## AVAILABLE RECORDS
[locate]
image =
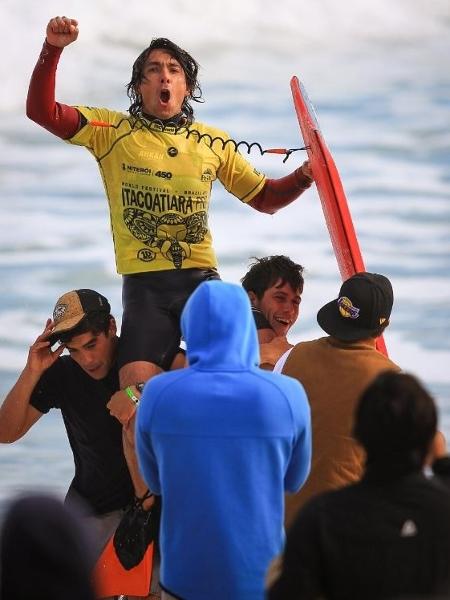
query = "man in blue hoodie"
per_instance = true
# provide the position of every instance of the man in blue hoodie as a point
(221, 441)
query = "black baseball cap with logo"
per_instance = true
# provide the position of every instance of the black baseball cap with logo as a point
(363, 306)
(73, 307)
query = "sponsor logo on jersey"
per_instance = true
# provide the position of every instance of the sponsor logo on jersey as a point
(207, 175)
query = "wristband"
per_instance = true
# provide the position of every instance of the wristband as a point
(131, 395)
(140, 386)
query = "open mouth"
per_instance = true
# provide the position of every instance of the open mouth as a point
(164, 96)
(284, 322)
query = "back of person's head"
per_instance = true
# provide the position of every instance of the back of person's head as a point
(80, 311)
(268, 271)
(44, 552)
(395, 420)
(361, 310)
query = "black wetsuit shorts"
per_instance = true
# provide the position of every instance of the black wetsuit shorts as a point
(152, 305)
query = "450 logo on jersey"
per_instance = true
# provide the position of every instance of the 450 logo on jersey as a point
(171, 235)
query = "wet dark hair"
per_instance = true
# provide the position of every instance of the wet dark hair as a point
(396, 420)
(95, 322)
(188, 64)
(267, 271)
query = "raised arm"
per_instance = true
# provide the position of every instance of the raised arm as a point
(278, 193)
(16, 413)
(60, 119)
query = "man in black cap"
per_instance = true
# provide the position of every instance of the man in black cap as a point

## WHAT TO DO
Return all of the data exactly as written, and drop the pictures.

## ANSWER IN FULL
[locate]
image =
query = "man in blue hoodie"
per_instance = true
# provide the position of every instance of the man in blue hoodie as a point
(221, 441)
query = "black baseball cap with logo"
per_instance = true
# provide the position of every instance of the black baseball cap with logo as a point
(363, 306)
(73, 307)
query = "sponsor logo on jersey"
per_instance = true
# provide the position of every instance of the sponsor logo on jersey as a point
(207, 175)
query = "wristband"
per_instance = true
# provide the position of every instance of the wristband as a point
(131, 395)
(140, 386)
query = "open mouth"
per_instance = true
# provide the position of every instance of the open mouth as a point
(164, 96)
(284, 322)
query = "back of person's head"
per_instance = true
# provide the position of every instance of the back of person's head as a point
(80, 311)
(268, 271)
(44, 552)
(395, 420)
(361, 310)
query = "black wetsuit shorts"
per_instance = true
# provide the position of every instance of the black wetsuit shorts as a point
(152, 305)
query = "450 logo on jersey"
per_instance = true
# provide the position of every instance of the 450 logo on jersey as a point
(171, 235)
query = "wet dark hair"
per_instance = true
# provide the position of every instance of the wet dark hair as a point
(396, 420)
(95, 322)
(188, 64)
(267, 271)
query = "raised arm"
per_instance = true
# provide the position of every instance of the raised arm as a point
(278, 193)
(16, 413)
(60, 119)
query = "man in black cap"
per_instance = true
# provide the position of every instance of the man in black cap as a point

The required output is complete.